__What to do__. From the bulk-loading post below, extract word for word the passage between "KiWiHandler implementations process" and "to avoid it).", inclusive.

__Page excerpt__.
>> begin
You are viewing a plain text version of this content. The canonical link for it is here.
Posted to dev@marmotta.apache.org by Sebastian Schaffert <ss...@apache.org> on 2013/11/22 15:38:27 UTC

Bulk Loading: Introducing KiWiHandler and KiWiLoader

Dear all (especially Raffaele),

I have now finished implementing a bulk-loading API for quickly dumping
big RDF datasets into a KiWi/Marmotta triplestore. All code is located
in libraries/kiwi/kiwi-loader. There is a command line tool (implemented
mostly by Jakob) called KiWiLoader as well as an API implementation.
Since it is probably more relevant for the rest of you, I'll explain in
the following the API implementation:

Bulk loading is implemented as Sesame RDFHandler without the whole
Repository or SAIL API to avoid additional overhead when importing. This
means that you can use the bulk loading API with any Sesame component
that takes an RDFHandler, most importantly the RIO API. The code in the
KiWiHandlerTest illustrates its use:

    KiWiHandler handler;
    if(dialect instanceof PostgreSQLDialect) {
        handler = new KiWiPostgresHandler(store, new
KiWiLoaderConfiguration());
    } else if(dialect instanceof MySQLDialect) {
        handler = new KiWiMySQLHandler(store, new
KiWiLoaderConfiguration());
    } else {
        handler = new KiWiHandler(store,new KiWiLoaderConfiguration());
    }

    // bulk import
    RDFParser parser = Rio.createParser(RDFFormat.RDFXML);
    parser.setRDFHandler(handler);
    parser.parse(in,baseUri);

KiWiHandler implementations process statements in a streaming manner and
directly dump them into the database. Since for performance reasons this
is done without some of the checks implemented in the normal repository,
you should not run this process in parallel with other processes or
threads operating on the same triple store (maybe I will implement
database locking or so to avoid it).
>> end
__Records provided__.
>> begin
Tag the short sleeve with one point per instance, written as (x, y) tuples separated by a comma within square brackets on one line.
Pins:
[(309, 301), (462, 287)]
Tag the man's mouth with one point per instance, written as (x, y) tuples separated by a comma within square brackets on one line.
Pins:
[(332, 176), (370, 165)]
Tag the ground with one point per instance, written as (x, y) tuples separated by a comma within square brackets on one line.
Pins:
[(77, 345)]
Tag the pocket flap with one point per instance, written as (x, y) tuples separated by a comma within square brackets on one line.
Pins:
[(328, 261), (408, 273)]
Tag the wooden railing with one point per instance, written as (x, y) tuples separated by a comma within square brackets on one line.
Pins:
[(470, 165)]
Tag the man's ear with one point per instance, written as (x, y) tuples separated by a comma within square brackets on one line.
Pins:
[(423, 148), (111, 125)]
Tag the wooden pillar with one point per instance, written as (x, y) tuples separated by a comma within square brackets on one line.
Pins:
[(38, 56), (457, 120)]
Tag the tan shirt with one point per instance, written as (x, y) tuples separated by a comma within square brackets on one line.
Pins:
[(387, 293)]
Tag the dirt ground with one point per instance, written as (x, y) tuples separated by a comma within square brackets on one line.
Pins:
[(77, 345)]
>> end
__Answer for the task__.
KiWiHandler implementations process statements in a streaming manner and
directly dump them into the database. Since for performance reasons this
is done without some of the checks implemented in the normal repository,
you should not run this process in parallel with other processes or
threads operating on the same triple store (maybe I will implement
database locking or so to avoid it).